List every row below that contains the string "woman", copying each such row in full. Treat uppercase and lowercase as different, so only matches with the same case count.

---*---

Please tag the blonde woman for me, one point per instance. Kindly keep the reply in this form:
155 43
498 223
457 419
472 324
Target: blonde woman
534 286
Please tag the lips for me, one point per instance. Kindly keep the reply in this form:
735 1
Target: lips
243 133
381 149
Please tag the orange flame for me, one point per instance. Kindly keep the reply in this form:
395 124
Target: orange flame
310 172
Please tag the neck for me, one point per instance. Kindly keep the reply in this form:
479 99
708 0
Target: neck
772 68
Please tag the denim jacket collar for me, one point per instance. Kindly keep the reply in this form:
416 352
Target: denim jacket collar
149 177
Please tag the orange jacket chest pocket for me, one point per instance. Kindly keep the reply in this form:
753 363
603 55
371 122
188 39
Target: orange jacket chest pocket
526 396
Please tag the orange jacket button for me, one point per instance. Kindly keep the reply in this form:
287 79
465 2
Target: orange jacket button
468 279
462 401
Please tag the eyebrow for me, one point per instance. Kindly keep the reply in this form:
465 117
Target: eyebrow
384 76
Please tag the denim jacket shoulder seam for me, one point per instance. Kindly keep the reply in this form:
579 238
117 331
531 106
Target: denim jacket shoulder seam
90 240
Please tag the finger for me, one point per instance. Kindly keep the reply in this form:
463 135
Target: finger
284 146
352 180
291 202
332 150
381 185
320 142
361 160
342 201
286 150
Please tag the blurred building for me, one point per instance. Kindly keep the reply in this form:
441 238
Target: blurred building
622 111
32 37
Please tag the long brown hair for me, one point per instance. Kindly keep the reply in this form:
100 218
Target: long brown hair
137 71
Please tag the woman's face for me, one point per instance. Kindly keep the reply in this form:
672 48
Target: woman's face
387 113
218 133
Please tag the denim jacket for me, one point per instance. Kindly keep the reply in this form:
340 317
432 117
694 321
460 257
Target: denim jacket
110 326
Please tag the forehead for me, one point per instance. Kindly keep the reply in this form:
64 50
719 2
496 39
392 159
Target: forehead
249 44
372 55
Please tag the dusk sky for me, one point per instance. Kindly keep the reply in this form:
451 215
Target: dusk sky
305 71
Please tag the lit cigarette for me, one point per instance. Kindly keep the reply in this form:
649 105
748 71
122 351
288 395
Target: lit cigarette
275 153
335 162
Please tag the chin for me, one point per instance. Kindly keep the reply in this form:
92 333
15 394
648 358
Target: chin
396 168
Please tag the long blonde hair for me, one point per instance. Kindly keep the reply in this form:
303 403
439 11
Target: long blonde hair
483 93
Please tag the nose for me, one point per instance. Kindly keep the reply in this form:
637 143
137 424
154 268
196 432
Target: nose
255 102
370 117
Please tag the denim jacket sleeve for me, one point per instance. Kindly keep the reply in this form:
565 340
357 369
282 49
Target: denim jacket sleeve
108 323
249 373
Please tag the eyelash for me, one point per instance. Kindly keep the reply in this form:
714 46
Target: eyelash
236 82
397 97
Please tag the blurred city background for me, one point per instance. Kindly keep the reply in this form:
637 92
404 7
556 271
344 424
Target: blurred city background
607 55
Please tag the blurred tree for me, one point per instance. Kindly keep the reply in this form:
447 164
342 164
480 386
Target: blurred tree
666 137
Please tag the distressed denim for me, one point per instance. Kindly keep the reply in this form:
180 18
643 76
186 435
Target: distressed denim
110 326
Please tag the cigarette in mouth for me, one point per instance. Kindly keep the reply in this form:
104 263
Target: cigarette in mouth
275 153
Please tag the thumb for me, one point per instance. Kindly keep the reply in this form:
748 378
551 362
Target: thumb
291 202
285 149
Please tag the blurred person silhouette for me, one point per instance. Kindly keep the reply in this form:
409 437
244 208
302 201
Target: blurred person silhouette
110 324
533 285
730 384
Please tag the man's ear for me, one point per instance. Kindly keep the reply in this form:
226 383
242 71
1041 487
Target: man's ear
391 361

---*---

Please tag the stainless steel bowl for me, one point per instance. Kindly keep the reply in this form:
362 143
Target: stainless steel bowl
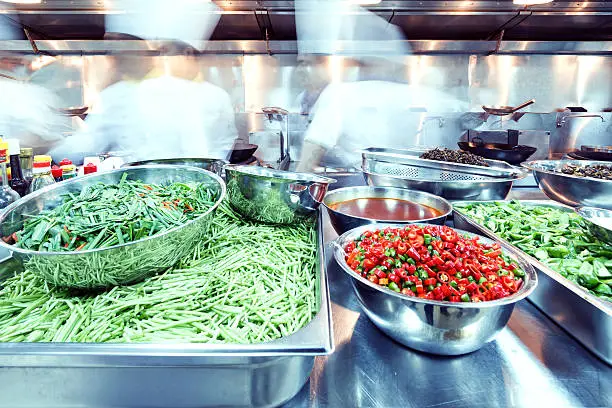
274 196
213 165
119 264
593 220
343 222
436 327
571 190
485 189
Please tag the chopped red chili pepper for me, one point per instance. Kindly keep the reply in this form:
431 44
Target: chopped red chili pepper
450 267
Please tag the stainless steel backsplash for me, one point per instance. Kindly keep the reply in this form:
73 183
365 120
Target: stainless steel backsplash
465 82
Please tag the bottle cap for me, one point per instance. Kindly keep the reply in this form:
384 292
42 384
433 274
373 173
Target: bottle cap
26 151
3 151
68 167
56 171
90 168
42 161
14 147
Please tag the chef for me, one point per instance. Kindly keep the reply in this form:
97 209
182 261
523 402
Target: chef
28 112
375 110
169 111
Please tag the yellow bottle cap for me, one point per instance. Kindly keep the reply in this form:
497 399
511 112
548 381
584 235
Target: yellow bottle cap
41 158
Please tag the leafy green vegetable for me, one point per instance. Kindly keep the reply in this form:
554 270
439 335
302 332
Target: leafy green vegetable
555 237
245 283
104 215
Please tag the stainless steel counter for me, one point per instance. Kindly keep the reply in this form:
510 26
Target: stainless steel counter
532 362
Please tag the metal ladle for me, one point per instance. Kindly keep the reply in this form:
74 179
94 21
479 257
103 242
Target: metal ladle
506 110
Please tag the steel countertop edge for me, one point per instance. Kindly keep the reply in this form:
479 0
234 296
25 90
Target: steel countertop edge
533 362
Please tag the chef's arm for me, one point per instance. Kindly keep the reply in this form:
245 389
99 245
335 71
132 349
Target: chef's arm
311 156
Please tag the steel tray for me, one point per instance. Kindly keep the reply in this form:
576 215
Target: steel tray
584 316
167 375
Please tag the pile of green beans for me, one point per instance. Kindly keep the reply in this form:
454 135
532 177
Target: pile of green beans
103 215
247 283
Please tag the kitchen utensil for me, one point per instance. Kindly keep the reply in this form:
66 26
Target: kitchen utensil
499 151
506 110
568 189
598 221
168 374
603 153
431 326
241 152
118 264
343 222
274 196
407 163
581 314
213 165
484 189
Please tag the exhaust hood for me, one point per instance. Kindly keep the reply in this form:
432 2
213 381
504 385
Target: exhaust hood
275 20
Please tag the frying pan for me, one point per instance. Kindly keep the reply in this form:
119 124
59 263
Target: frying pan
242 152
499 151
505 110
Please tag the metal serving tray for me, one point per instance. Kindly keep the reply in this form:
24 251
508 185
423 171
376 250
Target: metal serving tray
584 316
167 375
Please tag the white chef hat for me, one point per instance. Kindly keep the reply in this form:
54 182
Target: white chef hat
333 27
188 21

---*---

Response to the task:
Please tag the blonde woman for me, one point per instance. Kindly keep the reply in this form:
Target: blonde woman
Please tag the woman's face for me, one point per instance. Kindly keep the reply in this form:
Target: woman's face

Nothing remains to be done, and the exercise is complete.